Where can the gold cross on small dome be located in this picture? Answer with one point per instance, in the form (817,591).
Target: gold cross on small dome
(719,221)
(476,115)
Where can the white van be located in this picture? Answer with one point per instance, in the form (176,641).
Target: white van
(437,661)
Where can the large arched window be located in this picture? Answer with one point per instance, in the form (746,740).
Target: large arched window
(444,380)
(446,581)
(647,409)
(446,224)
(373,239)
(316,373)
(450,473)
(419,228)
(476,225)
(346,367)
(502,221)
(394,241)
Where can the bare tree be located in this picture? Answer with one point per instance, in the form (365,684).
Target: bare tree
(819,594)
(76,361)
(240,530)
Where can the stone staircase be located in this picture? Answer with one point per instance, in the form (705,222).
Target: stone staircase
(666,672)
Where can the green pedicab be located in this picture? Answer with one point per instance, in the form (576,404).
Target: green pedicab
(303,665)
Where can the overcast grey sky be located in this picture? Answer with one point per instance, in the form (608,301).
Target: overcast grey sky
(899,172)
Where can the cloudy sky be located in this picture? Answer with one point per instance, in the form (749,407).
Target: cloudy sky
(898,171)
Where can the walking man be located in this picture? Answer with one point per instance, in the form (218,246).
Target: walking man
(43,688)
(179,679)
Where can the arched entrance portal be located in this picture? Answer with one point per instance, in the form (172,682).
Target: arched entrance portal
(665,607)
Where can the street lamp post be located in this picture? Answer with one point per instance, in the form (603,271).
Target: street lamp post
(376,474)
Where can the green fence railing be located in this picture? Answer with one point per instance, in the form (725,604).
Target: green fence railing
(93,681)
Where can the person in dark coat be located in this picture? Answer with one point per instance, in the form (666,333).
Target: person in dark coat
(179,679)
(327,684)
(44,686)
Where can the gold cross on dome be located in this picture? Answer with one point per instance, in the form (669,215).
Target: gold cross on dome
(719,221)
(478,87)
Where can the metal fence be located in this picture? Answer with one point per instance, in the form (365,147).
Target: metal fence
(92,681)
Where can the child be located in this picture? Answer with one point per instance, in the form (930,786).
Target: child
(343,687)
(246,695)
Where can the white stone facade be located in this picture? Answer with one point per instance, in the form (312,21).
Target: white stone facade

========================================

● PROBLEM
The final stretch of the listing, from the line containing "Where can the street" through its last line, both included, is to be output exactly and by itself.

● RESPONSE TO THIS TASK
Where can the street lamp post be located in this picture? Answer with one point per instance, in the form (603,271).
Target: street lamp post
(376,474)
Where can the green fence railing be located in this picture? Answer with one point per instance, in the form (725,604).
Target: green fence railing
(93,681)
Where can the person in dark coat be located in this picture? Answer with one point per instance, in the form (666,333).
Target: person in dark coat
(179,679)
(327,684)
(44,686)
Where can the gold cross on dome be located in this picture? Answer with one point per instance, in the form (669,215).
Target: gold cross on dome
(719,221)
(478,87)
Where can the metal fence be located in this picture? Answer with one point per instance, in the form (365,147).
Target: metal fence
(92,681)
Where can the child be located in this picture? Answer with one point per instance, in the form (930,786).
Target: child
(343,687)
(246,695)
Where can the white stone facade be located in this picture? Answer with one point per instance, in the form (312,21).
Target: white stone facade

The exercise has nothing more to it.